=== SELECTED PASSAGE ===

There is no creature more effortlessly memeable than the sloth. They are nature’s couch potatoes, our existential icons, and biological anomalies. They are TikTok-famous, stuffed-animal-cute, and somehow seem to be thriving in their niche despite moving at the speed of absolutely nothing.
Except, lately, they’re not.
The World’s Most Efficiently Inefficient Animal
Sloths are, functionally, the product of a tens-of-millions-of-years bet against metabolism. Their entire existence is built around doing less, using less, moving less. While humans are drinking Red Bull and operating on five hours of sleep, sloths have perfected the art of minimalism.
How minimal? Well, their body temperature fluctuates with the weather because generating heat is too much effort. Their digestive system is so slow that they metabolize food at a rate more appropriate for a houseplant. They’ve also evolved to blend in perfectly with the trees, so perfectly, in fact, that their fur grows algae (how fun!).
For millions of years, this strategy worked. Predators couldn’t see them, they didn’t burn unnecessary calories, and they didn’t need a rich diet to survive. Sloths were out here playing chess while the rest of the animal kingdom was trying to figure out where to meet up for the game.
But then we happened.
The Sloth vs. The Modern World

The modern world is (to put it bluntly) a logistical nightmare for sloths. Their main threats are things that never should have been problems to begin with: deforestation, roads, dogs, and the fact that power lines exist.
“In Costa Rica’s Talamanca province, where we are based, urban sprawl has increased by 30 percent in just the past two years, with an estimated 3,000 sloths lost annually,” reports the Sloth Conservation Foundation. That number is mind-bending. It means that in a single corner of the world, thousands of sloths are just… ceasing to exist every year because humans can’t stop bulldozing trees.
Here’s why that’s catastrophic: sloths don’t just prefer trees. They physically cannot exist without them. Unlike other arboreal creatures (think monkeys or squirrels), sloths don’t have a backup plan. Their skeletons are built for hanging, not standing. Their movements are so slow that being on the ground is, at best, embarrassing and, at worst, fatal.

=== DATA BLOCK ===
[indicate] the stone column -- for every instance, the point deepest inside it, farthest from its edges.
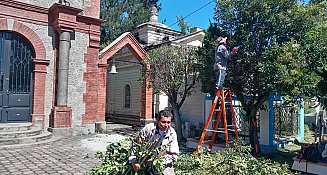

=== TO DO ===
1. Answer these from the sloth article, one per line:
(a) What grows in a sloth's fur?
(b) By how much has urban sprawl increased in Costa Rica's Talamanca province in the past two years?
(c) What are sloth skeletons built for?
2. Carry on the sloth article from its last sentence, keeping its tone.

=== ANSWERS FOR EACH ITEM ===
1.
(a) Algae.
(b) 30 percent.
(c) Hanging, not standing.

2.
Death by Everything Modern
Roads are bad. Dogs are worse. Sloths, famously defenseless, are not built to deal with enthusiastic territorial street dogs. And yet, as urbanization increases, sloth-dog interactions have skyrocketed.
To deal with this, conservationists started the Oh My Dog! campaign, which, despite sounding like a millennial dog-mom merch line, is actually an initiative to sterilize and track stray dogs. The goal? Fewer dog attacks = fewer sloth deaths. Simple, and effective.
But even if a sloth dodges deforestation and avoids dogs, it still has to contend with the most absurdly modern killer: electrocution. Sloths, bless them, cannot distinguish between tree branches and power lines. They go to climb, grab the wrong thing, and that’s it.

This is an issue that could be fixed tomorrow if utility companies prioritized insulating power lines. Instead, it’s being tackled slowly. The Sloth Conservation Foundation and others are working to install canopy bridges that allow sloths to move over roads and between fragmented forests safely. They’ve built 338 sloth crossings to date, but many more are needed.
The Climate is Doing Sloths No Favors
And then there’s the climate crisis, which might be the worst news of all. A 2024 PeerJ study found that sloths are terrible at dealing with temperature changes. Unlike most mammals, they don’t regulate their own body temperature well. And while lowland sloths can slow their metabolism to avoid overheating, highland sloths don’t have this adaptation. When temperatures rise, they burn more energy, putting them at risk of starvation.
It’s an absurdly specific evolutionary trap: sloths have spent millions of years perfecting the art of energy conservation, only to be placed in a situation where they suddenly need more energy to survive. And they don’t have it.
The Sloth Paradox: Loved, But Not Protected
You’d think all of this—deforestation, dog attacks, power line electrocutions, climate stress—would have resulted in a massive, worldwide conservation effort. Sloths are beloved. They have plush toys, fan accounts, and documentaries. They have, seemingly, influence.
And yet, sloth conservation remains underfunded and relatively niche. The organizations doing the work are running on donations and small grants. Meanwhile, illegal wildlife tourism (sloth selfies, sloth petting) is still a major issue, despite repeated warnings that handling sloths stresses them out to an extreme degree.
Dr. Cliffe put it plainly: “Sloths don’t like to be touched. They might not show it outwardly, but that’s because they’re a prey species.” Studies suggest handling sloths causes irregular heart rate and blood pressure.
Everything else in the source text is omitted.